### Goal of the exercise
Search the listing below, and show each line that includes the word "clicks".

### Information supplied
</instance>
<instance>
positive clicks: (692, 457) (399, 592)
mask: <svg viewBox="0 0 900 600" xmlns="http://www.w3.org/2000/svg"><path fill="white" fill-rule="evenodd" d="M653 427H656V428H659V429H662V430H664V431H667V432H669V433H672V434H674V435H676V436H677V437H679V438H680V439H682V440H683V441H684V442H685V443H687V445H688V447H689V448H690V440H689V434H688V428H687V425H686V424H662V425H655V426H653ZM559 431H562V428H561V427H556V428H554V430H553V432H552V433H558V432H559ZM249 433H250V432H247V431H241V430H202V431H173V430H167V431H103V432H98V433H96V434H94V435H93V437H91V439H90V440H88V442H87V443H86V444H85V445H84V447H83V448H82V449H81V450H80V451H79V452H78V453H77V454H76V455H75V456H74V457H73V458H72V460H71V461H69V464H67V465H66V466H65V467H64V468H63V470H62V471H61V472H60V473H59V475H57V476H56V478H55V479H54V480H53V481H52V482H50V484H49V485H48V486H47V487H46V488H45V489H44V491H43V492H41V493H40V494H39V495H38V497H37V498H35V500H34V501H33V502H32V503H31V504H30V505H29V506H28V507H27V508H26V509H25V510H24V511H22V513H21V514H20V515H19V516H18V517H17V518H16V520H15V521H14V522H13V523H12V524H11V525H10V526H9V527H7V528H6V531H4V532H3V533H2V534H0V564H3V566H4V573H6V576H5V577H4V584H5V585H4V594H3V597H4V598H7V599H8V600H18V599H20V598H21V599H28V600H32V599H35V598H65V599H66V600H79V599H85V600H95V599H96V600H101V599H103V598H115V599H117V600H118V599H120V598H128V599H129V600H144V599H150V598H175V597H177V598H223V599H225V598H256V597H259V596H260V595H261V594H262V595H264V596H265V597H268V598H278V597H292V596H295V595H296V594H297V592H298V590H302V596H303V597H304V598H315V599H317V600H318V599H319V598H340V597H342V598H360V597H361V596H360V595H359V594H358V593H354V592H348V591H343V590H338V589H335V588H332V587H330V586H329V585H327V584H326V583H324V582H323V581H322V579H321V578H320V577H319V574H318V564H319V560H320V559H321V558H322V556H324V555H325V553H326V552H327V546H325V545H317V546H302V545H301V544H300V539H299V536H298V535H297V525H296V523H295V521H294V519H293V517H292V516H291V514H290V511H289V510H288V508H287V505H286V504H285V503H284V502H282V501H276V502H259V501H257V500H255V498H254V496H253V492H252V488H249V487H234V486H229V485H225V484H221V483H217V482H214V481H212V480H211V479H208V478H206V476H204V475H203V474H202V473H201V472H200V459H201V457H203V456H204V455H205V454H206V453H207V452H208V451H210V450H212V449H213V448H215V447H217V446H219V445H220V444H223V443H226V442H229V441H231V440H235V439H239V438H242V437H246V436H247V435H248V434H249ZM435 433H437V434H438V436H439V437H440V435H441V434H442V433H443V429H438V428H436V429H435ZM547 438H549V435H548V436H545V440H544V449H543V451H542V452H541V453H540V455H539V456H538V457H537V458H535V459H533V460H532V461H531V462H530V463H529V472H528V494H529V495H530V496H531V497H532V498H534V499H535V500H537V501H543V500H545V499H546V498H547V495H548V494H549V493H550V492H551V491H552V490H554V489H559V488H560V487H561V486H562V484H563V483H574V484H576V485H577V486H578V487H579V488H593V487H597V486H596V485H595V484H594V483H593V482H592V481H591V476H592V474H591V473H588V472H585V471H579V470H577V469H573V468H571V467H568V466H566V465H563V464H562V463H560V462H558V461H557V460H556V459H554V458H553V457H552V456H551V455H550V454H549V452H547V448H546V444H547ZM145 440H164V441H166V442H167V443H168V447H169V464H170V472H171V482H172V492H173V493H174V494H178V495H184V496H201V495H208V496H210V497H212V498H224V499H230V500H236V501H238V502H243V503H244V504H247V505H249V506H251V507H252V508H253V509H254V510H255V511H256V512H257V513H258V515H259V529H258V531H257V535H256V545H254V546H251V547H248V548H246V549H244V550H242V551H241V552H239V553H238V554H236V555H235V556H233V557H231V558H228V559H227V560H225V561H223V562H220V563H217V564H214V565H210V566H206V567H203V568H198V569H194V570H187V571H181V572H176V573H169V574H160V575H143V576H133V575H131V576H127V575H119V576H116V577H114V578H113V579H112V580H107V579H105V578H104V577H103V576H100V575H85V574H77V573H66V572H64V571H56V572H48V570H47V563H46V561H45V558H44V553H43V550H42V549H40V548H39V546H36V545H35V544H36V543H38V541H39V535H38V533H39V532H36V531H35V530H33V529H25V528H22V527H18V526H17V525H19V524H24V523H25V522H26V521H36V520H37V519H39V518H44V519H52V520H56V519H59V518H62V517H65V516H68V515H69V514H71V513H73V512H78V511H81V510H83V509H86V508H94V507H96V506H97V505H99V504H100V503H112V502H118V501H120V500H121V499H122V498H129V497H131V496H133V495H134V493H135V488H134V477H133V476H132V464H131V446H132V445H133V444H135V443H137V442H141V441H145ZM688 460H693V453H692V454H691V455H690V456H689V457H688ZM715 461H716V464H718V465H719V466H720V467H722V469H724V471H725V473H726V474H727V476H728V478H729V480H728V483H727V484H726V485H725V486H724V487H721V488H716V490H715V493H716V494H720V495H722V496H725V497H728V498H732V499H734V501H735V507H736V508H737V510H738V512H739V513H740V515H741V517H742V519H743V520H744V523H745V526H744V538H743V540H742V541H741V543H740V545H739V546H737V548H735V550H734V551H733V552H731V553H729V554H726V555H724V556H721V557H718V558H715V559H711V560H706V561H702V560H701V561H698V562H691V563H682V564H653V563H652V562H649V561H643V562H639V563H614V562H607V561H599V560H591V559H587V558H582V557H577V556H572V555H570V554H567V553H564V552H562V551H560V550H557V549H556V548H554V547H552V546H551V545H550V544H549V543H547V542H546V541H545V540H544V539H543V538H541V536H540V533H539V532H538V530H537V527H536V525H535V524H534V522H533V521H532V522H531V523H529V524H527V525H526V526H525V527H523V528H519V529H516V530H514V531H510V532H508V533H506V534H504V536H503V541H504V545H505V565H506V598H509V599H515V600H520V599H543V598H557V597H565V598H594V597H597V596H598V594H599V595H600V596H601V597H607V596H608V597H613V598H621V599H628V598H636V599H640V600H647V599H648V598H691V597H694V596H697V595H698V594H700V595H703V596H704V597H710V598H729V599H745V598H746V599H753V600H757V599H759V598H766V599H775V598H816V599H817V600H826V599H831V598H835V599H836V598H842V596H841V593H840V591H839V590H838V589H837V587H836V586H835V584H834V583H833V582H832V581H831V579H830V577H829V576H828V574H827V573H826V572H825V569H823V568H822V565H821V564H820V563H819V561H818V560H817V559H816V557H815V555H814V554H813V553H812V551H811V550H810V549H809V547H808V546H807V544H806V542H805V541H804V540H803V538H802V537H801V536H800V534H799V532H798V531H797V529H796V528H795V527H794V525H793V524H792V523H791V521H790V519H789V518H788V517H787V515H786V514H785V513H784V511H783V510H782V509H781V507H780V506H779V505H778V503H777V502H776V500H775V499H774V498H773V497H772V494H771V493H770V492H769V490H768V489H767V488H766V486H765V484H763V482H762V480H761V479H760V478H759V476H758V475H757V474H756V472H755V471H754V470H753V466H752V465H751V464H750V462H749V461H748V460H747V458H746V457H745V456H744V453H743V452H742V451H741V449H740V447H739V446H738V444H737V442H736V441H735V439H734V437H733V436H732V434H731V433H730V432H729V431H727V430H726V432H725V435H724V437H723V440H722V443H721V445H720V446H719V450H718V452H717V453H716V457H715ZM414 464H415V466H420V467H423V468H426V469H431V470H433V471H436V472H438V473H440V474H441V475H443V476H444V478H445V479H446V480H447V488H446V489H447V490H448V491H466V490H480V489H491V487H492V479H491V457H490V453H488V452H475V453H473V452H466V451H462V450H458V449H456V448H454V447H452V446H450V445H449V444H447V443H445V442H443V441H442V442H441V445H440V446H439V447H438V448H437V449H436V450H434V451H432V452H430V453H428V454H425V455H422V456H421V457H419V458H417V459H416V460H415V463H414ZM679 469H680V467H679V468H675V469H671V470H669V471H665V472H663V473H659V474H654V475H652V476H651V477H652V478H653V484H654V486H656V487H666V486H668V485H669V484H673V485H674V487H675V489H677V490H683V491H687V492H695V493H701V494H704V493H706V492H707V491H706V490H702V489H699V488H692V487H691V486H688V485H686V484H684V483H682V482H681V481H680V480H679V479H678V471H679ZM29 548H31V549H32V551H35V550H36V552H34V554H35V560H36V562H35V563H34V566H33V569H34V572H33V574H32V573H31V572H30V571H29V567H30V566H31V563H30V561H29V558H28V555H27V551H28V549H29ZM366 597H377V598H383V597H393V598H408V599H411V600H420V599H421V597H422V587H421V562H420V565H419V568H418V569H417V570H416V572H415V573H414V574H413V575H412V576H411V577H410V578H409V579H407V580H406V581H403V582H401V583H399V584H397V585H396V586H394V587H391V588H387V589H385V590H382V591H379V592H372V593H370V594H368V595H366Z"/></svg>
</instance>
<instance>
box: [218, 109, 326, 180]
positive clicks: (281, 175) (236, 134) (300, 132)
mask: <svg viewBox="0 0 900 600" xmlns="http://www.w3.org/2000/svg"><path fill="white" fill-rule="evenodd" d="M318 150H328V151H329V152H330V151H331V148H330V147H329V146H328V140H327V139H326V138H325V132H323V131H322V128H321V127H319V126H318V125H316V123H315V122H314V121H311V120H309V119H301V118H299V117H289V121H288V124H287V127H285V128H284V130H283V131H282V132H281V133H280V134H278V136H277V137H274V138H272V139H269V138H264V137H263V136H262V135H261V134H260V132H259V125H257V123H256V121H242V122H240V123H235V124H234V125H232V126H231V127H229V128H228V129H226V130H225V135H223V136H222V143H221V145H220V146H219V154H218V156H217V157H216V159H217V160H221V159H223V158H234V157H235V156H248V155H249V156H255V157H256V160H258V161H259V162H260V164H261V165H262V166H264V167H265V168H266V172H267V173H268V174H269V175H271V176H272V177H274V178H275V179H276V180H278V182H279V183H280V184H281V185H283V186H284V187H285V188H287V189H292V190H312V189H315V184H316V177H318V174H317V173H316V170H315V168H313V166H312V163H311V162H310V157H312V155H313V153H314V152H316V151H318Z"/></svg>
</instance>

### Written solution
positive clicks: (692, 457) (399, 592)
positive clicks: (281, 175) (236, 134) (300, 132)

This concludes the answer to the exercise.